Work to do: Repeat the material below word for word and leave out all pictures.

+++ Raw data

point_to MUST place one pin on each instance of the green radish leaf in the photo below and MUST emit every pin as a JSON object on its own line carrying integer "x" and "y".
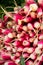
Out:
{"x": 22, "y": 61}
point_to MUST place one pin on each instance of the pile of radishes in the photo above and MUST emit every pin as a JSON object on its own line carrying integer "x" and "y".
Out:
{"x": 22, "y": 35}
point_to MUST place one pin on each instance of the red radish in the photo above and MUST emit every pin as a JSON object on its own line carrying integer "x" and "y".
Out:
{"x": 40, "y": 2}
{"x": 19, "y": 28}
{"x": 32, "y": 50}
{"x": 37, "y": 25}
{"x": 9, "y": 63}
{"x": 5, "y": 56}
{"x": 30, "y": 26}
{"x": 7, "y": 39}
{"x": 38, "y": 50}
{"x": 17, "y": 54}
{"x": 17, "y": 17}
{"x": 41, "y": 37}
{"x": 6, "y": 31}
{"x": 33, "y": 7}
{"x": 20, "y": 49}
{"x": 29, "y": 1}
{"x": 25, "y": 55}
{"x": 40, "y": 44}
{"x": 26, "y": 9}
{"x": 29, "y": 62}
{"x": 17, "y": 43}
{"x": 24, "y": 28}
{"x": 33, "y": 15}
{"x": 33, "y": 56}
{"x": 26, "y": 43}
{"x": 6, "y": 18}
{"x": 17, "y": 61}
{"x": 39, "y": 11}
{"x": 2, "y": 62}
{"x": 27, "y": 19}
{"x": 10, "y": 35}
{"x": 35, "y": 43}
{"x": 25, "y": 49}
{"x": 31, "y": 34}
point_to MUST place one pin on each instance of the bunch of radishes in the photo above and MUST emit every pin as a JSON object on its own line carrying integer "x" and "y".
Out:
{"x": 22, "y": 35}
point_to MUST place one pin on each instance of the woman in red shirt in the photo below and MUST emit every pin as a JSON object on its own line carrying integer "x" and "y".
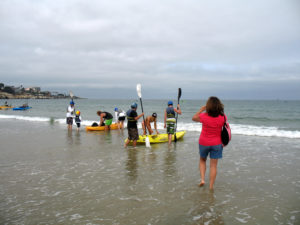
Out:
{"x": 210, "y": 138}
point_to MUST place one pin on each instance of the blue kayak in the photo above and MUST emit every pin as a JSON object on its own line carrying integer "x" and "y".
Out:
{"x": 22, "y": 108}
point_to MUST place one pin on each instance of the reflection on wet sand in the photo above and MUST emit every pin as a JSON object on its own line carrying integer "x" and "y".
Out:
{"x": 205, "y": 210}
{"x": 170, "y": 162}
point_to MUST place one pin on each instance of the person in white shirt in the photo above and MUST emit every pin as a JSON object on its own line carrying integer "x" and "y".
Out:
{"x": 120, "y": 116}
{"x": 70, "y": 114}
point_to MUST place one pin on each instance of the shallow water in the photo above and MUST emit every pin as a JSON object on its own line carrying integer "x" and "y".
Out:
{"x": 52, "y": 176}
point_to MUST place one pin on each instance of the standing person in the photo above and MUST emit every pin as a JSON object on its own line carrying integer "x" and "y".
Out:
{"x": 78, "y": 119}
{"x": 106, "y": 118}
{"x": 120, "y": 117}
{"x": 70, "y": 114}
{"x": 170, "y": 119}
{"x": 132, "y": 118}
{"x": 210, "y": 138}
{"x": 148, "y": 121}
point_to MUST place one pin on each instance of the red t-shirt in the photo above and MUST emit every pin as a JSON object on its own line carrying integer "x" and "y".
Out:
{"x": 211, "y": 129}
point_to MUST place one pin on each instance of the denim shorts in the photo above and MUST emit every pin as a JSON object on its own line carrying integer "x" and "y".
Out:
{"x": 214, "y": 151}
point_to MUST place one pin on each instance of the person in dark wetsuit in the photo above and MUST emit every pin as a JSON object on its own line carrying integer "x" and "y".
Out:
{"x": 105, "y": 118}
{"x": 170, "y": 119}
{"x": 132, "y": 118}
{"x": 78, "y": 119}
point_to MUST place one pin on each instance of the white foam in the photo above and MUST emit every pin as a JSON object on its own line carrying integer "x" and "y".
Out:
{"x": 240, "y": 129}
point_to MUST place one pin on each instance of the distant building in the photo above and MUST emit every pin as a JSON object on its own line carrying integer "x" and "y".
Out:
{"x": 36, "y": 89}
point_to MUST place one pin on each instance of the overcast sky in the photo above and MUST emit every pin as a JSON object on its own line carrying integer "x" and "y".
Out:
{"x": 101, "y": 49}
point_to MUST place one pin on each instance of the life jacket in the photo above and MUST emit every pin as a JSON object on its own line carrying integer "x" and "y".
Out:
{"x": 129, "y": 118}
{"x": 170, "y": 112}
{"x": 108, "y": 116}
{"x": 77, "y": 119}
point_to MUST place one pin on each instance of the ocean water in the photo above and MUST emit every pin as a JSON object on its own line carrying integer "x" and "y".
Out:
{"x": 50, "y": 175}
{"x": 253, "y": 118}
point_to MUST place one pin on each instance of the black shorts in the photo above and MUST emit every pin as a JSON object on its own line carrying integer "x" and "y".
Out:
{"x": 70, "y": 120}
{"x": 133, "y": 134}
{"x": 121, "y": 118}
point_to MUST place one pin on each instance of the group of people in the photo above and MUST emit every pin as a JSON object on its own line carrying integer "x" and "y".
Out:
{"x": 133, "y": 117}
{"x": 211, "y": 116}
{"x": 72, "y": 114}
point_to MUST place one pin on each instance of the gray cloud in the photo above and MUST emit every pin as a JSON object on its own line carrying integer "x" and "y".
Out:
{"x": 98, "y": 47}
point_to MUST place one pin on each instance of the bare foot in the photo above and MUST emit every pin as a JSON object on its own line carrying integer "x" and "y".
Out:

++++++

Answer:
point_to MUST place one pin on each instance of the green radish leaf in the photo below and MUST emit every pin as a JSON object on its own line carrying integer "x" and "y".
Out:
{"x": 22, "y": 61}
point_to MUST place one pin on each instance of the pile of radishes in the photo above and MUST emit every pin as a JSON object on its own line carrying integer "x" and "y".
Out:
{"x": 22, "y": 35}
point_to MUST place one pin on each instance of the red radish in the photo above and MUST emit every pin as a JSON object on its own line carrying integer "x" and "y".
Out:
{"x": 40, "y": 2}
{"x": 19, "y": 28}
{"x": 32, "y": 50}
{"x": 37, "y": 25}
{"x": 9, "y": 63}
{"x": 5, "y": 56}
{"x": 30, "y": 26}
{"x": 7, "y": 39}
{"x": 38, "y": 50}
{"x": 17, "y": 54}
{"x": 17, "y": 17}
{"x": 41, "y": 37}
{"x": 6, "y": 31}
{"x": 33, "y": 7}
{"x": 20, "y": 49}
{"x": 29, "y": 1}
{"x": 25, "y": 55}
{"x": 40, "y": 44}
{"x": 26, "y": 9}
{"x": 29, "y": 62}
{"x": 17, "y": 43}
{"x": 24, "y": 28}
{"x": 33, "y": 15}
{"x": 33, "y": 56}
{"x": 26, "y": 43}
{"x": 6, "y": 18}
{"x": 17, "y": 61}
{"x": 39, "y": 11}
{"x": 2, "y": 62}
{"x": 27, "y": 19}
{"x": 10, "y": 35}
{"x": 35, "y": 43}
{"x": 25, "y": 49}
{"x": 31, "y": 34}
point_to MUST place one pin on each instance of the bunch of radishes in the photo above and MUST emit every pin as a JSON object on its own line carrying integer "x" and "y".
Out:
{"x": 22, "y": 35}
point_to MUST place one pin on each instance of the woman in red shirt in the photo below and MUST emit every pin as a JSON object on its own line carrying integer "x" and "y".
Out:
{"x": 210, "y": 138}
point_to MUST place one pin on each instance of the blue kayak in the photo above and MUST emit every pin as a JSON object on its own line carrying integer "x" and "y".
Out:
{"x": 22, "y": 108}
point_to MUST place one pin on each instance of the reflection on wet sand in the photo above and MUST emit every pin as a JSON object on its own line carrying integer "x" and "y".
Out:
{"x": 205, "y": 210}
{"x": 170, "y": 162}
point_to MUST place one pin on each instance of the person in white shirt in the photo above and MUST emit every pin as a JSON object on its own line carrying integer "x" and "y".
Out:
{"x": 120, "y": 116}
{"x": 70, "y": 114}
point_to MUST place one pin on each instance of the shallow water in the photo above and MUST emit every pin as a JSON object on its own line carrying integer "x" and "y".
Out:
{"x": 52, "y": 176}
point_to MUST place one pin on each instance of the standing person in the photo above and MUST emit every pin as a JSON object on its own line carrying integer "x" and "y".
Out:
{"x": 78, "y": 119}
{"x": 106, "y": 118}
{"x": 120, "y": 117}
{"x": 70, "y": 114}
{"x": 170, "y": 119}
{"x": 132, "y": 118}
{"x": 210, "y": 138}
{"x": 148, "y": 121}
point_to MUST place one pin on each instance of the red t-shirt in the photo above and MUST emit every pin as a JSON object on its own line carrying integer "x" and "y".
Out:
{"x": 211, "y": 129}
point_to MUST place one pin on each instance of the denim shorts in the photo above and MUST emit every pin as a JSON object on its own line carrying integer "x" and "y".
Out:
{"x": 214, "y": 151}
point_to MUST place one pin on each instance of the person in dark wetsuit in the photo above and MUST emit every pin as a JSON object on its own line carrying integer "x" and "y".
Out:
{"x": 105, "y": 118}
{"x": 170, "y": 119}
{"x": 132, "y": 118}
{"x": 78, "y": 119}
point_to MUST place one pin on each instance of the white foam in the photo above and MUST emit every pin as a JSON object on its own line carrying integer "x" and "y".
Out:
{"x": 240, "y": 129}
point_to MUST place one pin on each instance of the distant building in the photo above and MUST emit every pin as a JSON object on its own line carrying integer "x" and "y".
Out:
{"x": 36, "y": 89}
point_to MUST place one pin on each instance of the overcast sky in the photo above and MUST emit every pin as a JSON object on its own line carrying integer "x" and "y".
Out:
{"x": 101, "y": 49}
point_to MUST place one pin on each instance of the life jacket in the photo above and MUST emit every pin as a JSON object on its own line carrying integer "x" and "y".
Out:
{"x": 129, "y": 118}
{"x": 170, "y": 112}
{"x": 108, "y": 116}
{"x": 77, "y": 119}
point_to MUST place one pin on each instance of the ocean water in the photo above and MUST emit every pin as a JSON object on its own line carrying integer "x" and "y".
Out:
{"x": 50, "y": 175}
{"x": 253, "y": 118}
point_to MUST place one pin on each instance of the black shorts in the photo above and MUST emit every pin as a JSON object on its own line carrying integer "x" and "y".
Out:
{"x": 70, "y": 120}
{"x": 133, "y": 134}
{"x": 121, "y": 118}
point_to MUST place one pin on each instance of the group of people in the photo above and MUST emit every pin as a JSON object on its own line carrying integer "x" and "y".
Out:
{"x": 133, "y": 117}
{"x": 211, "y": 116}
{"x": 72, "y": 114}
point_to MUST place one pin on each instance of the gray cloud in the photo above and MUST emit every pin as a JSON object on its own line carrying integer "x" and "y".
Out:
{"x": 98, "y": 47}
point_to MUST place one pin on each instance of the bare foot in the photo above and MUST emit every pin as a JSON object on its own line carrying integer "x" and "y".
Out:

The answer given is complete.